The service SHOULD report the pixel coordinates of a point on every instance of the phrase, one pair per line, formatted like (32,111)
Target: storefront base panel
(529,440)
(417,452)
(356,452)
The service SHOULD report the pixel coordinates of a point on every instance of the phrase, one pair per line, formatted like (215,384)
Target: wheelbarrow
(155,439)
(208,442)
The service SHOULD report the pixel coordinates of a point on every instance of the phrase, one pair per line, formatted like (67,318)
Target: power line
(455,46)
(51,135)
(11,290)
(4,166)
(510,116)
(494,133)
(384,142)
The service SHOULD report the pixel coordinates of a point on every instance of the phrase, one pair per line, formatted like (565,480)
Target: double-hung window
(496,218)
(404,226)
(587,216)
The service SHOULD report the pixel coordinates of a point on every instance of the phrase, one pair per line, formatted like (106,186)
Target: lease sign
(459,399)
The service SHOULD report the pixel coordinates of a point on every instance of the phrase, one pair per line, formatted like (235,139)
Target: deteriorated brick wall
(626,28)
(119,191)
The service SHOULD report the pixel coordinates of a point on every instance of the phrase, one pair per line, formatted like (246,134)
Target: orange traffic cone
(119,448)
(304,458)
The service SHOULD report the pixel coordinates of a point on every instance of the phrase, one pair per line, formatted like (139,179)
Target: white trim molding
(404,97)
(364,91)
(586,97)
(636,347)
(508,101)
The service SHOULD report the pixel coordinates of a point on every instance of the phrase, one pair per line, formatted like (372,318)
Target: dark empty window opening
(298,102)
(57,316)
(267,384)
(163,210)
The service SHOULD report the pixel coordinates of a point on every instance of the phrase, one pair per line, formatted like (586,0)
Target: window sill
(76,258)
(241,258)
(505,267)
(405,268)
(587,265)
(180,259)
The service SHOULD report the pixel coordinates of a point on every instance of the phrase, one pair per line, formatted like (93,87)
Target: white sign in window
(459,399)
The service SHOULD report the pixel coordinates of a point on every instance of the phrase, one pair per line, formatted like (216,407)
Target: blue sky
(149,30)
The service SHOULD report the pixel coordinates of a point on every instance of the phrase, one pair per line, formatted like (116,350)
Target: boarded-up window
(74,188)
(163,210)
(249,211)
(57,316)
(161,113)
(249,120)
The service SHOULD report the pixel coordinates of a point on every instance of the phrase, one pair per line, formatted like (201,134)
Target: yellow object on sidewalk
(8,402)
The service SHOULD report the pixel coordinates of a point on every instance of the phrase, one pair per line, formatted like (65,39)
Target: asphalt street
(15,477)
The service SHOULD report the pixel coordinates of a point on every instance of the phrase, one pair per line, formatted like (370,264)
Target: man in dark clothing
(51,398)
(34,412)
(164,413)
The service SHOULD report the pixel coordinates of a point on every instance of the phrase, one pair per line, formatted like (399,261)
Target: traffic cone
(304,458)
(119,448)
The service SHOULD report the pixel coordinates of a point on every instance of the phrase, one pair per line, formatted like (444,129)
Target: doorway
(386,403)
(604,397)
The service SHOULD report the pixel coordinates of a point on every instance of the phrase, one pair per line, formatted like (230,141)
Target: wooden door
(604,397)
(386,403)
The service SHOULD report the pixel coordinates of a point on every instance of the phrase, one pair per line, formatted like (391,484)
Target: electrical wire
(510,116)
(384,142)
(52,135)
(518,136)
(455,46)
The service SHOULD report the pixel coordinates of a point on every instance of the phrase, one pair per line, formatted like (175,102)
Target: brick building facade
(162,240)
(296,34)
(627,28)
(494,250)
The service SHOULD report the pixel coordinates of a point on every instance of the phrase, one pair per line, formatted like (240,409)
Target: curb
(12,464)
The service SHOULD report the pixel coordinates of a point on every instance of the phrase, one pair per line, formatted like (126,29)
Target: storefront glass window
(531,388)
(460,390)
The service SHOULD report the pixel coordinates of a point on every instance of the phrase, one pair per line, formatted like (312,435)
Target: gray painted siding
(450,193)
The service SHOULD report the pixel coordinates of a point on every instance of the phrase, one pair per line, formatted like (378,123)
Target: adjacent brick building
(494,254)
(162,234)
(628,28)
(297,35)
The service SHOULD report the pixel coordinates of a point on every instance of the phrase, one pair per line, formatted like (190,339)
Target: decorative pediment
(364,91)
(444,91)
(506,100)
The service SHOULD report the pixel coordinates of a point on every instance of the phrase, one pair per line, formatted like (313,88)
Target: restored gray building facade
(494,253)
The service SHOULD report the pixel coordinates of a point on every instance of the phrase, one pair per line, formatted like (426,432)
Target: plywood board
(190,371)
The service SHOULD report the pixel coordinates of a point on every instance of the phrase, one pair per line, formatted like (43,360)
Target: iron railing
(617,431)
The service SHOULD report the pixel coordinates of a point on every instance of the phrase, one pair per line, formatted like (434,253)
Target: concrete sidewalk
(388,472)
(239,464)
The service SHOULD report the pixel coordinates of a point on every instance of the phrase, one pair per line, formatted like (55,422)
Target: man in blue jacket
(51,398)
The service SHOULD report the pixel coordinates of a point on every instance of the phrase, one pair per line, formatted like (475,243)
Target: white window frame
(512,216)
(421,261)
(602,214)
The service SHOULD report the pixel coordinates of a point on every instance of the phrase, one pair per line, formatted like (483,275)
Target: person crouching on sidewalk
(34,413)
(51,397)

### OBJECTIVE:
Locate the line that contains "formatted like (434,253)". Repeat it and every line after it, up to and including the final line, exactly.

### RESPONSE TO THIS TASK:
The service SHOULD report the pixel coordinates of a point on every instance of the phrase, one pair per line, formatted like (434,253)
Target: concrete sidewalk
(388,472)
(239,464)
The service SHOULD report the pixel coordinates of a point on every instance of the phrase, one pair per line, formatted like (55,422)
Target: man in blue jacket
(51,398)
The service SHOULD report the pixel coordinates of a point on every instance of the phrase, one pair per line, formatted like (475,243)
Target: white window frame
(512,216)
(421,261)
(602,214)
The service SHOULD report the pixel coordinates of a point on every instance of the phrase, one pair per line, formatted like (483,275)
Target: person crouching on sidewalk
(34,413)
(51,397)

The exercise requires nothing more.